Working data »
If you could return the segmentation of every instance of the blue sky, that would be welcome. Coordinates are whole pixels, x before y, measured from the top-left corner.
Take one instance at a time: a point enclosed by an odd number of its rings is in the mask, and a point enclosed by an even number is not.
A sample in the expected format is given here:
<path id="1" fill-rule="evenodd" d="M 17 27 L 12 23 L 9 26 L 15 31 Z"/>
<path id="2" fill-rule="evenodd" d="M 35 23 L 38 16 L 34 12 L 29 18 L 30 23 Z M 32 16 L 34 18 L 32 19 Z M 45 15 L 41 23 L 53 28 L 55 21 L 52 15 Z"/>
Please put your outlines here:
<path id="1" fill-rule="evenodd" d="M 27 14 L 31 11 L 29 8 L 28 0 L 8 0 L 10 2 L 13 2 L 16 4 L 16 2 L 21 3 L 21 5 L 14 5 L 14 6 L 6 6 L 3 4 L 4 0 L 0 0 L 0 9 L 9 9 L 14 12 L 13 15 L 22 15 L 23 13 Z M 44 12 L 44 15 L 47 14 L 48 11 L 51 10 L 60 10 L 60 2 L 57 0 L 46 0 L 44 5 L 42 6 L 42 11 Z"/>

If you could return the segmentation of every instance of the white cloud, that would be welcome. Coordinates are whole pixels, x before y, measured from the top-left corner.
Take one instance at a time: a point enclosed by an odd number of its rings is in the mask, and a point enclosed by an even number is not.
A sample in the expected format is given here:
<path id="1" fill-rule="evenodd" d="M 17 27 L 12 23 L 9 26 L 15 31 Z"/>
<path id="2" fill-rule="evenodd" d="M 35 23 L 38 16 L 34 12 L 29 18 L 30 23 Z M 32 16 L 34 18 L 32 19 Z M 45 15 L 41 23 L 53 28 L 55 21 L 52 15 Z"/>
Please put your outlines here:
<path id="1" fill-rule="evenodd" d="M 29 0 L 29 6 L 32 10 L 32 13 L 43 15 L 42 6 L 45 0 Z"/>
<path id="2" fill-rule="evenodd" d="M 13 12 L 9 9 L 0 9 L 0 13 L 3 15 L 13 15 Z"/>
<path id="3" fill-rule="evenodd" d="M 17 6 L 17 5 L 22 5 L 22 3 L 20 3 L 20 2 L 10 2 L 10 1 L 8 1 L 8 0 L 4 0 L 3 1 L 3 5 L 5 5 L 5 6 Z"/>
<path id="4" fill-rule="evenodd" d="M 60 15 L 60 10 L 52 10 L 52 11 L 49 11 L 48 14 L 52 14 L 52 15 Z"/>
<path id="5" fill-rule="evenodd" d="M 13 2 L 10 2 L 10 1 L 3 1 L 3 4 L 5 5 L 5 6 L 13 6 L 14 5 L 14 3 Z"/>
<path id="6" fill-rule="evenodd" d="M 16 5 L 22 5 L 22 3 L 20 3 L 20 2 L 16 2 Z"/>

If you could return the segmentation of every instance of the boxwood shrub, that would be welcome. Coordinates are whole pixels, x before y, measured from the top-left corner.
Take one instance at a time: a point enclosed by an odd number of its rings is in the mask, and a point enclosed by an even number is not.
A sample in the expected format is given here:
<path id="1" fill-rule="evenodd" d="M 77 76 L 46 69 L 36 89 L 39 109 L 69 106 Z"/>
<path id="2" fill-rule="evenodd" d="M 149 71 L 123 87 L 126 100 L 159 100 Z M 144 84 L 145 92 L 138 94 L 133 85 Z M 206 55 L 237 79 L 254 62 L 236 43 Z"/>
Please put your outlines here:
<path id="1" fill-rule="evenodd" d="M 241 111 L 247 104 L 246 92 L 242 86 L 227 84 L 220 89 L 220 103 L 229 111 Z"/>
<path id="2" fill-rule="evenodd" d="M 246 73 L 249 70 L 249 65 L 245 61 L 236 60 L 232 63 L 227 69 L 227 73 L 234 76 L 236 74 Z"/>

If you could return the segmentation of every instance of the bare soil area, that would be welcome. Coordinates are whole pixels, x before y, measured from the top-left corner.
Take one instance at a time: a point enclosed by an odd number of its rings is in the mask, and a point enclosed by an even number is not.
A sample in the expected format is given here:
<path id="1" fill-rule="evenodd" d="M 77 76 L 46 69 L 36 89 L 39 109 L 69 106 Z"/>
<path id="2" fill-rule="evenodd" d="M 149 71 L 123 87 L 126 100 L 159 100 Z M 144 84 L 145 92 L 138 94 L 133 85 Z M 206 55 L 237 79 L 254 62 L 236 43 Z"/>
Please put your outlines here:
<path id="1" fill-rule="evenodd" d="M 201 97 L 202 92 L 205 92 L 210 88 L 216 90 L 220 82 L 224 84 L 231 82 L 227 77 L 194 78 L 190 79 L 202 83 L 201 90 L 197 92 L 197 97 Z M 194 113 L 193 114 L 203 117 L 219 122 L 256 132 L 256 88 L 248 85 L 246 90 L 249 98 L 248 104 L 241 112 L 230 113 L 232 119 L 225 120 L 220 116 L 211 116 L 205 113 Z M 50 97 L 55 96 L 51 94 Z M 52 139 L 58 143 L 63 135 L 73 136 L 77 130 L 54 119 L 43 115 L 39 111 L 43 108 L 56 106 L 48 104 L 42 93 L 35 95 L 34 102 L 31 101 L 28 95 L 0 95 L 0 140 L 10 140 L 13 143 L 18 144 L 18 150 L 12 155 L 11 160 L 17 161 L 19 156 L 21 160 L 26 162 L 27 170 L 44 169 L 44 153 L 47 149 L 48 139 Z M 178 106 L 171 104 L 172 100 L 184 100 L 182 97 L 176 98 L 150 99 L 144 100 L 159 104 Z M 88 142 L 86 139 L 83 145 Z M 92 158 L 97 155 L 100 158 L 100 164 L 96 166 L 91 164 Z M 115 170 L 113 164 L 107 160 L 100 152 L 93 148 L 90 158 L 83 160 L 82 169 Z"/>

Directions » Copy out all of the entries above verbatim, from first to last.

Output of the exercise »
If you could return the segmentation of every instance of the blue sky, that would be welcome. Coordinates are whole pixels, x before y, measured from the top-left corner.
Take one instance at a time: a point enclosed by an odd number of its rings is in the mask, and a point enclosed by an even number is not.
A sample in the expected format is given here:
<path id="1" fill-rule="evenodd" d="M 17 27 L 12 23 L 9 26 L 15 31 Z"/>
<path id="2" fill-rule="evenodd" d="M 35 23 L 38 16 L 34 12 L 29 18 L 30 23 Z M 32 16 L 34 18 L 32 19 Z M 45 15 L 41 23 L 53 28 L 55 21 L 52 15 Z"/>
Please put your outlines here:
<path id="1" fill-rule="evenodd" d="M 27 14 L 31 11 L 29 8 L 28 0 L 8 0 L 10 2 L 13 2 L 16 4 L 16 2 L 21 3 L 21 5 L 14 5 L 14 6 L 6 6 L 3 4 L 4 0 L 0 0 L 0 9 L 9 9 L 14 12 L 13 15 L 22 15 L 23 13 Z M 44 12 L 44 15 L 47 14 L 48 11 L 51 10 L 60 10 L 60 2 L 57 0 L 46 0 L 44 5 L 42 6 L 42 11 Z"/>

If you could return the segmentation of every instance of the white cloud, that would be welcome. Coordinates are whole pixels, x before y, measured from the top-left corner.
Take one instance at a time: a point enclosed by an odd number of its rings is in the mask, and a point enclosed by an even number is not.
A sample in the expected format is given here:
<path id="1" fill-rule="evenodd" d="M 17 27 L 12 23 L 9 26 L 15 31 Z"/>
<path id="2" fill-rule="evenodd" d="M 35 23 L 38 16 L 34 12 L 29 18 L 30 23 Z M 32 16 L 34 18 L 32 19 Z M 45 15 L 41 23 L 53 28 L 55 21 L 52 15 Z"/>
Please put your outlines here:
<path id="1" fill-rule="evenodd" d="M 29 0 L 29 6 L 32 10 L 32 13 L 43 15 L 42 6 L 45 0 Z"/>
<path id="2" fill-rule="evenodd" d="M 13 12 L 9 9 L 0 9 L 0 13 L 3 15 L 13 15 Z"/>
<path id="3" fill-rule="evenodd" d="M 17 6 L 17 5 L 22 5 L 22 3 L 20 3 L 20 2 L 10 2 L 10 1 L 8 1 L 8 0 L 4 0 L 3 1 L 3 5 L 5 5 L 5 6 Z"/>
<path id="4" fill-rule="evenodd" d="M 60 15 L 60 10 L 52 10 L 52 11 L 49 11 L 48 14 L 52 14 L 52 15 Z"/>
<path id="5" fill-rule="evenodd" d="M 13 2 L 10 2 L 10 1 L 3 1 L 3 4 L 5 5 L 5 6 L 13 6 L 14 5 L 14 3 Z"/>
<path id="6" fill-rule="evenodd" d="M 16 5 L 22 5 L 22 3 L 20 3 L 20 2 L 16 2 Z"/>

If you could return the segmentation of every instance of the boxwood shrub, that would be welcome. Coordinates are whole pixels, x before y, measured from the top-left corner.
Take one instance at a time: a point enclosed by an odd number of its rings is in the mask, and a point enclosed by an even number is not.
A sample in the expected format is given here:
<path id="1" fill-rule="evenodd" d="M 77 76 L 46 69 L 36 89 L 39 109 L 69 106 Z"/>
<path id="2" fill-rule="evenodd" d="M 149 71 L 123 87 L 126 100 L 159 100 Z M 144 84 L 145 92 L 138 94 L 133 85 Z M 206 55 L 237 79 L 254 62 L 236 43 Z"/>
Please put your outlines here:
<path id="1" fill-rule="evenodd" d="M 241 111 L 247 104 L 246 92 L 242 86 L 227 84 L 220 89 L 220 103 L 229 111 Z"/>
<path id="2" fill-rule="evenodd" d="M 246 73 L 249 70 L 249 65 L 245 61 L 236 60 L 232 63 L 227 69 L 227 73 L 234 76 L 236 74 Z"/>

If you could return the segmentation of every instance of the bare soil area, that would be welcome. Coordinates are whole pixels, x before y, measured from the top-left corner.
Take one instance at a time: a point enclosed by an odd number of its rings is in the mask, and a point enclosed by an even number is not.
A sample in the expected format is given here:
<path id="1" fill-rule="evenodd" d="M 77 76 L 46 69 L 36 89 L 39 109 L 69 106 Z"/>
<path id="2" fill-rule="evenodd" d="M 149 71 L 123 87 L 126 100 L 159 100 Z M 144 84 L 145 92 L 138 94 L 133 85 Z M 206 55 L 237 79 L 254 62 L 236 43 Z"/>
Please put your outlines here:
<path id="1" fill-rule="evenodd" d="M 201 97 L 202 92 L 205 92 L 210 88 L 216 90 L 220 82 L 224 84 L 231 82 L 227 77 L 194 78 L 190 79 L 202 83 L 201 90 L 197 92 L 197 97 Z M 194 113 L 193 114 L 203 117 L 219 122 L 256 132 L 256 88 L 248 85 L 246 90 L 249 98 L 248 104 L 241 112 L 230 113 L 232 119 L 225 120 L 220 116 L 211 116 L 205 113 Z M 50 97 L 55 96 L 51 94 Z M 52 139 L 58 143 L 63 135 L 73 136 L 77 130 L 54 119 L 43 115 L 39 111 L 43 108 L 56 106 L 48 104 L 42 93 L 35 95 L 34 102 L 31 101 L 28 95 L 0 95 L 0 140 L 10 140 L 13 143 L 18 144 L 18 150 L 12 155 L 11 160 L 17 161 L 19 156 L 21 160 L 26 162 L 27 170 L 44 169 L 44 153 L 47 149 L 48 139 Z M 178 106 L 171 104 L 172 100 L 184 100 L 182 97 L 176 98 L 150 99 L 144 100 L 159 104 Z M 88 142 L 86 139 L 83 145 Z M 92 158 L 97 155 L 100 158 L 100 164 L 96 166 L 91 164 Z M 115 170 L 113 164 L 107 160 L 100 152 L 93 148 L 90 158 L 83 160 L 82 169 Z"/>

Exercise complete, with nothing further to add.